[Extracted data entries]
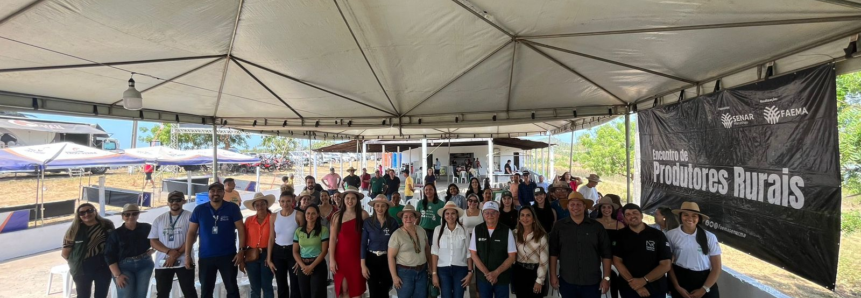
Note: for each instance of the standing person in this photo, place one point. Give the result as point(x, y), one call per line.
point(507, 211)
point(258, 231)
point(396, 207)
point(351, 179)
point(526, 190)
point(452, 194)
point(696, 254)
point(376, 232)
point(344, 257)
point(216, 222)
point(129, 255)
point(408, 254)
point(428, 208)
point(581, 246)
point(83, 248)
point(167, 237)
point(392, 184)
point(430, 179)
point(331, 181)
point(642, 255)
point(148, 169)
point(589, 191)
point(533, 254)
point(451, 267)
point(230, 193)
point(366, 180)
point(409, 185)
point(474, 187)
point(377, 184)
point(542, 183)
point(543, 212)
point(310, 247)
point(279, 256)
point(493, 252)
point(606, 216)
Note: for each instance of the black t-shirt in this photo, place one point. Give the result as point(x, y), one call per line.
point(641, 252)
point(392, 185)
point(352, 180)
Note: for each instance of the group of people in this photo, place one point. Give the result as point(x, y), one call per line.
point(443, 245)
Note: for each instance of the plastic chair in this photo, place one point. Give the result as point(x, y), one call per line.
point(63, 271)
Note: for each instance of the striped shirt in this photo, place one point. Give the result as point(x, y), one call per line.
point(162, 230)
point(531, 252)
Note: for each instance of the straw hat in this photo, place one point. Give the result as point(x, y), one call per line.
point(380, 199)
point(691, 207)
point(578, 196)
point(353, 190)
point(607, 200)
point(450, 205)
point(270, 199)
point(409, 208)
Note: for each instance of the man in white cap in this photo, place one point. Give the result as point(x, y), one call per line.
point(493, 253)
point(589, 191)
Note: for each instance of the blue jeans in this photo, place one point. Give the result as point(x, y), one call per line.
point(260, 277)
point(450, 281)
point(487, 290)
point(139, 273)
point(415, 283)
point(567, 290)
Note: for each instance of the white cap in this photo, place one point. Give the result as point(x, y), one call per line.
point(491, 205)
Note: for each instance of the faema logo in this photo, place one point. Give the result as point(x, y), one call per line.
point(728, 120)
point(772, 114)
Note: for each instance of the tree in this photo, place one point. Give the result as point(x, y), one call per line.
point(849, 128)
point(161, 133)
point(604, 151)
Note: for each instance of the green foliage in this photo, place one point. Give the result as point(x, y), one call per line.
point(849, 127)
point(604, 150)
point(161, 134)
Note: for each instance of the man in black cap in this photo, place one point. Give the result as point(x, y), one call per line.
point(642, 255)
point(216, 222)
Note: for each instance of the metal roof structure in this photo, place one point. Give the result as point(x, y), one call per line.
point(404, 68)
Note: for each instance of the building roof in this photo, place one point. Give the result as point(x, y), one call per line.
point(350, 146)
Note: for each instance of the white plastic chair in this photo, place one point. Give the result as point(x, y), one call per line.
point(63, 271)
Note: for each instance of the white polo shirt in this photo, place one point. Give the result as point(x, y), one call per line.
point(687, 251)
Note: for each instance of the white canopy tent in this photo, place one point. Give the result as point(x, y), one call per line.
point(402, 68)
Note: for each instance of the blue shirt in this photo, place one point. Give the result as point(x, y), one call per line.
point(375, 236)
point(223, 243)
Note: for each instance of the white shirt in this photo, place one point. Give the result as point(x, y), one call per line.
point(511, 245)
point(452, 247)
point(161, 230)
point(590, 193)
point(687, 252)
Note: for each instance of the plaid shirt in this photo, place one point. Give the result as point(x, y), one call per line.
point(531, 252)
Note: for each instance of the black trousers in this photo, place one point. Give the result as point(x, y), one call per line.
point(691, 280)
point(314, 285)
point(164, 282)
point(282, 256)
point(94, 270)
point(211, 266)
point(380, 281)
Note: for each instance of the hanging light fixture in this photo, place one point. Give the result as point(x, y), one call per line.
point(132, 99)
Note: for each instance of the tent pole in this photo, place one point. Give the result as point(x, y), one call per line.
point(628, 154)
point(214, 152)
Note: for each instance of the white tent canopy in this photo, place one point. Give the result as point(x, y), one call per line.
point(402, 68)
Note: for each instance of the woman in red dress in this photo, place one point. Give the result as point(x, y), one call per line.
point(344, 255)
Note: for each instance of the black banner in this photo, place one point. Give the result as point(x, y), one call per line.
point(762, 161)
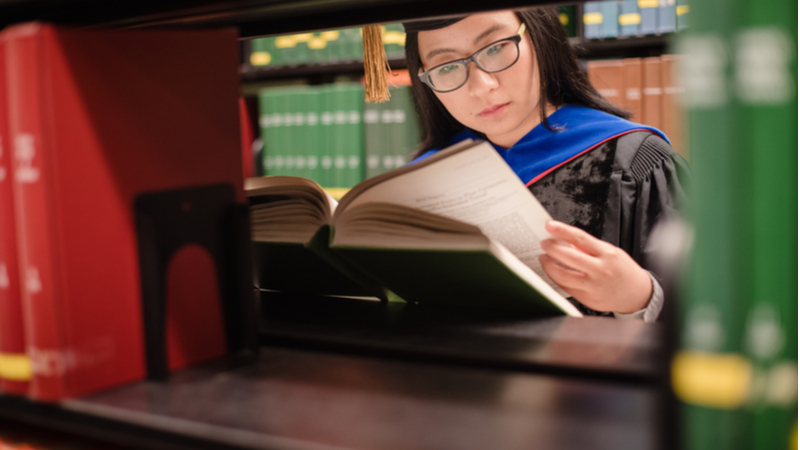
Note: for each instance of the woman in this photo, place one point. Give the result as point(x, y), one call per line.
point(513, 79)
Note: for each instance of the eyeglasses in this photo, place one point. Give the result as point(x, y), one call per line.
point(495, 57)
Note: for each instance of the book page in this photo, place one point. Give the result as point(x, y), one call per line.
point(477, 187)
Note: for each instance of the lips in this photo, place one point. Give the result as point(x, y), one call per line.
point(494, 110)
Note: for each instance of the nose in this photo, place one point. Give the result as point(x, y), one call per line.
point(480, 82)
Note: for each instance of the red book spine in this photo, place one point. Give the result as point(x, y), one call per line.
point(15, 370)
point(32, 167)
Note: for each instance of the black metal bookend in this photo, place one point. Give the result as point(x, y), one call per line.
point(209, 217)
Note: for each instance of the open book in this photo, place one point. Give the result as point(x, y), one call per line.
point(458, 228)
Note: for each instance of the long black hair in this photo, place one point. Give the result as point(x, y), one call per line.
point(562, 81)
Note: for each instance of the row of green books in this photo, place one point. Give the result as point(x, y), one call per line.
point(328, 134)
point(345, 45)
point(322, 47)
point(736, 370)
point(611, 19)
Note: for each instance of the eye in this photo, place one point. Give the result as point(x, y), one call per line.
point(495, 49)
point(446, 69)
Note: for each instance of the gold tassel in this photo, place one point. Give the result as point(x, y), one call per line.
point(376, 66)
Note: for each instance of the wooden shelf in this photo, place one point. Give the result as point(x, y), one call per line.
point(252, 17)
point(587, 49)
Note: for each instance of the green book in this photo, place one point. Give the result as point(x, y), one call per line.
point(765, 80)
point(593, 19)
point(352, 45)
point(326, 135)
point(649, 11)
point(712, 310)
point(290, 142)
point(354, 147)
point(610, 25)
point(374, 138)
point(682, 13)
point(566, 14)
point(667, 19)
point(630, 19)
point(406, 117)
point(314, 140)
point(404, 234)
point(262, 52)
point(301, 133)
point(339, 93)
point(394, 40)
point(282, 137)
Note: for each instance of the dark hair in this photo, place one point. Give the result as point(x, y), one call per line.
point(561, 79)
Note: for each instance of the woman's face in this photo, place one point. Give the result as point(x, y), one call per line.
point(502, 105)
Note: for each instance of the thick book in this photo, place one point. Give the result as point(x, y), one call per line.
point(630, 19)
point(456, 229)
point(648, 9)
point(15, 367)
point(606, 77)
point(652, 91)
point(673, 121)
point(126, 162)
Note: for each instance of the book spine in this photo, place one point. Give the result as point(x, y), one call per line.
point(265, 106)
point(672, 117)
point(652, 91)
point(314, 136)
point(667, 20)
point(606, 77)
point(649, 12)
point(610, 11)
point(389, 133)
point(33, 173)
point(355, 135)
point(372, 138)
point(327, 137)
point(566, 15)
point(765, 80)
point(682, 13)
point(592, 20)
point(712, 311)
point(629, 18)
point(15, 367)
point(338, 108)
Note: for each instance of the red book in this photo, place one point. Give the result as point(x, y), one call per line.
point(98, 119)
point(15, 369)
point(247, 139)
point(632, 81)
point(673, 122)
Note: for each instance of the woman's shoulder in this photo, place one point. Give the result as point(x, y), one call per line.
point(642, 152)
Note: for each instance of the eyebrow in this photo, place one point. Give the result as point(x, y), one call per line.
point(490, 30)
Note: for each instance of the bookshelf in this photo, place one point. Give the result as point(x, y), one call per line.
point(398, 394)
point(367, 354)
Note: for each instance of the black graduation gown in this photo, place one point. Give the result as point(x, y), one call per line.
point(617, 192)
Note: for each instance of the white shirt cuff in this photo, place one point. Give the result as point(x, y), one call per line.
point(652, 310)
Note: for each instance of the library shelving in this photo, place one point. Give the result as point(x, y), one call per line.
point(336, 374)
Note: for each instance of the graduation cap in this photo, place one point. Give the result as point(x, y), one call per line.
point(376, 64)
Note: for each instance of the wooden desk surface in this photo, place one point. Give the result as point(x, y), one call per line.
point(292, 399)
point(591, 347)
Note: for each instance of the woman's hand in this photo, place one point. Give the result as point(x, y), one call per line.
point(596, 273)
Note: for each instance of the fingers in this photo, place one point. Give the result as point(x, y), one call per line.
point(576, 237)
point(569, 279)
point(571, 256)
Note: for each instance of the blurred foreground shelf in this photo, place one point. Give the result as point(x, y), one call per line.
point(294, 399)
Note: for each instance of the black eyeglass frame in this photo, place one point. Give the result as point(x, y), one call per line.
point(516, 39)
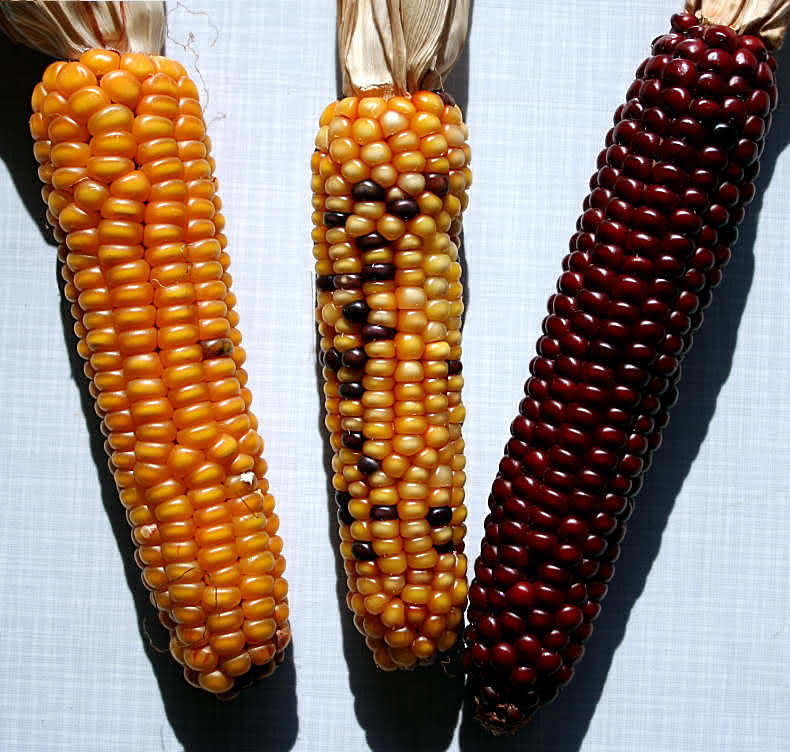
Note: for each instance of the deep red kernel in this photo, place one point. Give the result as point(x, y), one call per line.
point(502, 656)
point(655, 231)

Exercise — Return exactly the lines that begin with the one containing "Note: for each instance of the fingers" and end with the final line of the data above; include no pictures.

Task result —
Note: for each instance of the fingers in this photo, place one point. Give the result as point(x, y), one call per line.
point(576, 237)
point(569, 279)
point(571, 256)
Note: for each instance of the blurred foreground shelf in this photo, place one point. Give the result as point(x, y), one call per line.
point(294, 399)
Note: for each instance of the black eyeglass frame in this photo, place one point. Give the result as point(x, y), one call per line.
point(516, 39)
Note: for each instance of the deep red kernel in this photo, place one point. Give the result as point(x, y), one call per line.
point(502, 656)
point(655, 231)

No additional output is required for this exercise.